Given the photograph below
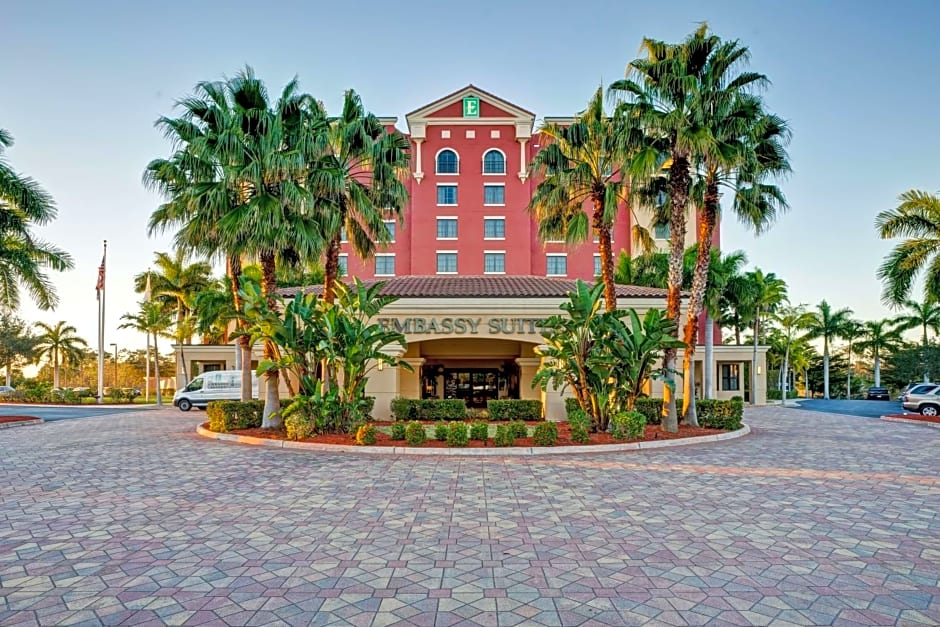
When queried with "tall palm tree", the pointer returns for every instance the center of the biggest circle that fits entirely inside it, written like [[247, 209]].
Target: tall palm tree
[[661, 93], [357, 184], [852, 331], [766, 293], [721, 271], [917, 219], [24, 258], [828, 325], [792, 320], [586, 163], [155, 321], [59, 343], [879, 336], [922, 316]]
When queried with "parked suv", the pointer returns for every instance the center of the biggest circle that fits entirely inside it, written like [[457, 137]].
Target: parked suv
[[924, 399]]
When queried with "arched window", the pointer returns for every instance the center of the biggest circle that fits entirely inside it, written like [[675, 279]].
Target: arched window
[[447, 162], [494, 162]]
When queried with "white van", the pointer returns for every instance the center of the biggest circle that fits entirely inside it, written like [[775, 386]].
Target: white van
[[221, 385]]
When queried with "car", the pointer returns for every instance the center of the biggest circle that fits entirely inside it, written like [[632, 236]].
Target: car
[[923, 399]]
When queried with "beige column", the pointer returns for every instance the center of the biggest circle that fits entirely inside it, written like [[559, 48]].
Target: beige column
[[384, 384]]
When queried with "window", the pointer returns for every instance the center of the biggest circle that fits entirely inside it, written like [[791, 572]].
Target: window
[[385, 265], [494, 263], [556, 265], [447, 228], [494, 228], [447, 262], [494, 195], [447, 162], [446, 194], [729, 377], [494, 162]]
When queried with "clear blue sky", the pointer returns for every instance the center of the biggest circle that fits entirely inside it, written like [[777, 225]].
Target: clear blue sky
[[83, 83]]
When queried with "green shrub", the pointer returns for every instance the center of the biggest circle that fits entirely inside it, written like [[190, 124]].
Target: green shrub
[[628, 425], [479, 430], [415, 433], [515, 409], [580, 424], [715, 414], [503, 436], [545, 434], [365, 435], [519, 430], [298, 425], [224, 416], [458, 434], [651, 408]]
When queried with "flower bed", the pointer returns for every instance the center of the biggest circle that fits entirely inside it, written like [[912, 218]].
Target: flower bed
[[651, 433]]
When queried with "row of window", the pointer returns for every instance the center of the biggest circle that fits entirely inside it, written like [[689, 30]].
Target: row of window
[[447, 162], [494, 262], [492, 195]]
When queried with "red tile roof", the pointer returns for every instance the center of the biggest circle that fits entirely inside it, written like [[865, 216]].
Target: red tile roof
[[488, 286]]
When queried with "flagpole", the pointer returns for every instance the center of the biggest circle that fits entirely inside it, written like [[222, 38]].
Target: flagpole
[[100, 287]]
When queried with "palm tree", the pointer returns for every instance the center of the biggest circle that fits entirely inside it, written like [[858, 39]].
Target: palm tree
[[586, 162], [357, 184], [155, 321], [828, 325], [59, 344], [792, 319], [917, 219], [879, 335], [852, 330], [24, 258], [662, 93], [721, 272], [923, 316], [766, 292]]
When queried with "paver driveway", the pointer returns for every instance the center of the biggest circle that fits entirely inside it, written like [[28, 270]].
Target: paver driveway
[[813, 519]]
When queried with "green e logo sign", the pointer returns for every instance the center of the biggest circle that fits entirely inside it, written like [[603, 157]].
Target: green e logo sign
[[471, 107]]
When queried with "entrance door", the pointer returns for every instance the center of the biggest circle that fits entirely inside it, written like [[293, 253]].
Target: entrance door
[[475, 386]]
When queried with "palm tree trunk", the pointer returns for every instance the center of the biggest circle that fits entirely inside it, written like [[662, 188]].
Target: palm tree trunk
[[607, 260], [331, 269], [679, 199], [271, 418], [754, 357], [156, 368], [243, 349], [708, 383]]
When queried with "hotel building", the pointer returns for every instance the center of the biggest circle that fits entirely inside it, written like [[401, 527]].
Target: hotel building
[[471, 275]]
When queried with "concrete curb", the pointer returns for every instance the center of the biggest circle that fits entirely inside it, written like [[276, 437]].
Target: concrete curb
[[472, 452], [935, 425], [21, 423]]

# Task directions
A verbatim printout of the entries above is expected, free of pictures.

# Task output
Given the photograph below
When queried with "tall palm tree", the pointer returns for every instance the center of the biggest circle that fits entirely inside it, written like [[247, 209]].
Target: tall palm tree
[[661, 93], [357, 184], [852, 331], [766, 293], [721, 271], [917, 219], [24, 258], [828, 325], [792, 320], [586, 163], [155, 321], [59, 343], [879, 336], [922, 316]]
When queried with "parked suv", the pointer returns for every instance the center of the biggest circle that fits entirely inside it, written like [[457, 137]].
Target: parked suv
[[924, 399]]
When queried with "arched window", the pointer returns for every instance the center of the biggest circle that fits entirely inside it, written like [[675, 279]].
Target: arched window
[[447, 162], [494, 162]]
When queried with "white van", the pointer returns for every instance the center of the biggest circle that fits entirely inside it, written like [[775, 386]].
Target: white van
[[221, 385]]
When queried with "car", the pointer returns for every instance the center of the biggest circle that fits entirely inside it, written like [[632, 236]].
Target: car
[[923, 399]]
When queried with "beige column", the pointer returns for every instance the center of the biggest circle that fits entirely inside it, written like [[559, 48]].
Target: beige column
[[384, 384]]
When queried with "window", the pointer returns for every instance the center of the biggest circle that fits entirely inside it, written like [[791, 572]].
Target: window
[[385, 265], [494, 263], [556, 265], [447, 228], [494, 228], [447, 262], [494, 195], [447, 162], [446, 194], [729, 377], [494, 162]]
When queried with "clear blue sky", the pointer returns for every instance the center of the biggest circle that fits entirely inside it, written like [[777, 225]].
Target: clear blue sky
[[83, 83]]
When queried with "green shrub", the pointer returns for every instance the center of the biggest circle that fits entirely inside it, written like [[190, 124]].
Target: green shrub
[[628, 425], [479, 430], [415, 433], [515, 409], [580, 424], [715, 414], [503, 436], [545, 434], [365, 435], [519, 430], [298, 425], [224, 416], [458, 434], [651, 408]]
When queried with "flower bed", the pointer returns for every instance the center of the biggest circle that fits entirely inside it, written like [[912, 218]].
Target: flower bed
[[651, 433]]
When queried with "row of window", the pointer returns for every instance the center of the biggest circle that fits entirely inside it, written like [[689, 30]].
Target: row of window
[[447, 162], [494, 262], [492, 195]]
When queried with "red tile roof", the pointer returns for every instance the center of the biggest circle that fits entirely inside it, written like [[865, 216]].
Target: red tile roof
[[488, 286]]
When queried with "flagpole", the pointer returns for every instance the center of the biggest circle that fits entirely inside it, written like [[222, 38]].
Target: flagpole
[[100, 287]]
When queried with "palm tree", the pointer returns for every instance the center of the biggest circle that fits entirely inside it, written like [[858, 39]].
Target: palm tree
[[586, 162], [357, 184], [155, 321], [828, 325], [59, 344], [792, 319], [917, 219], [879, 335], [852, 330], [24, 258], [662, 93], [721, 272], [923, 316], [766, 292]]
When queried with "paver driveway", the pointer returns for every instance the center of the biggest circle that fits entirely inside it, written like [[28, 270]].
Target: paver driveway
[[813, 519]]
When queried with "green e logo sign", the pointer returns for every instance the center of the biggest circle that fits entirely inside it, written like [[603, 157]].
Target: green e logo sign
[[471, 107]]
When queried with "entrance door", the pointer returns for every instance the center of the biggest circle that fits entirely inside it, written like [[293, 253]].
Target: entrance door
[[475, 386]]
When queried with "palm tree trunk", the pointer returns for every instance the center of the biggest circle that fits entirely inside it, written like [[662, 188]].
Target: palm tree trunk
[[607, 260], [331, 269], [679, 199], [271, 418], [754, 357], [156, 368], [243, 349], [708, 383]]
When queried with "hotel building", the pointer returns for every instance the center of the biggest circle that fits entirely inside it, written like [[401, 527]].
Target: hotel building
[[471, 275]]
When queried with "concrete curb", the pointer returns for every instance the center of the biggest circle that fits entirely inside it, written like [[276, 437]].
Target: concrete curb
[[472, 452], [935, 425], [21, 423]]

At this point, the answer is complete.